▶ [Task to complete]:
What are the lines from the one with "# paths use fill-rule evenodd" through the end of the records below, written out exactly and without the pictures?

▶ [Records supplied]:
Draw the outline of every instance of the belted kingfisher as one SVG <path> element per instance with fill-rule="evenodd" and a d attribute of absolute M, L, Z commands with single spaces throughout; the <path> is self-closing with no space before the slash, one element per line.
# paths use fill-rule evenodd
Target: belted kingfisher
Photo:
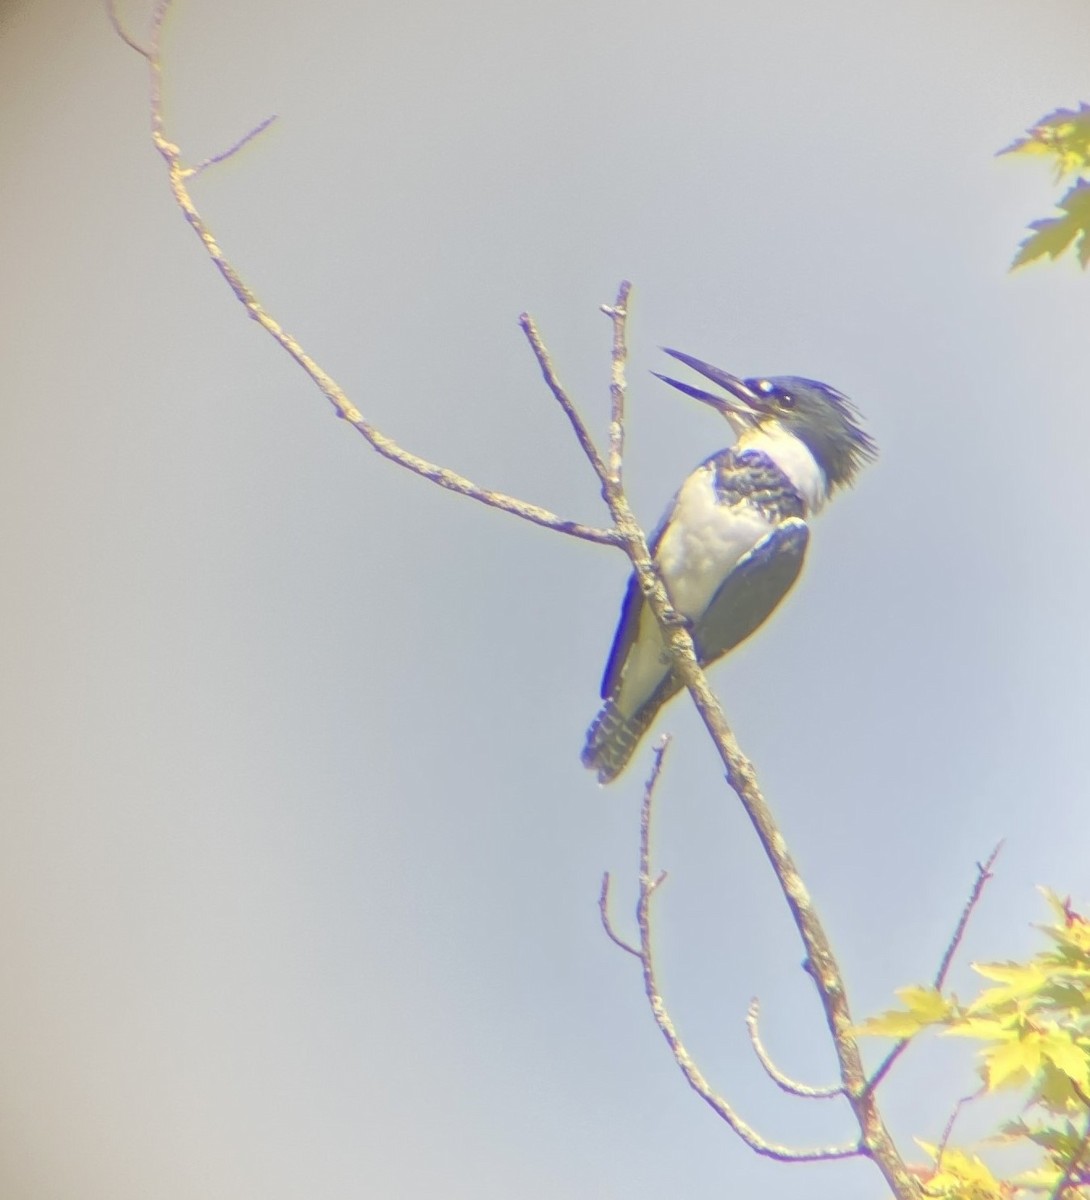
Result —
<path fill-rule="evenodd" d="M 721 387 L 718 395 L 653 372 L 727 419 L 734 445 L 685 480 L 651 537 L 674 608 L 702 664 L 758 629 L 802 570 L 806 520 L 855 479 L 877 447 L 847 396 L 795 375 L 738 379 L 678 350 L 667 354 Z M 680 690 L 662 631 L 635 574 L 602 679 L 605 705 L 583 764 L 608 783 L 624 770 L 659 709 Z"/>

▶ [Response box]:
# paths use fill-rule evenodd
Target: belted kingfisher
Photo:
Result —
<path fill-rule="evenodd" d="M 721 387 L 718 395 L 653 372 L 727 419 L 734 445 L 685 480 L 651 537 L 674 608 L 702 664 L 758 629 L 802 570 L 806 520 L 855 479 L 877 447 L 847 396 L 795 375 L 738 379 L 678 350 L 667 354 Z M 680 690 L 662 631 L 635 574 L 602 679 L 605 705 L 583 764 L 608 783 L 624 770 L 659 709 Z"/>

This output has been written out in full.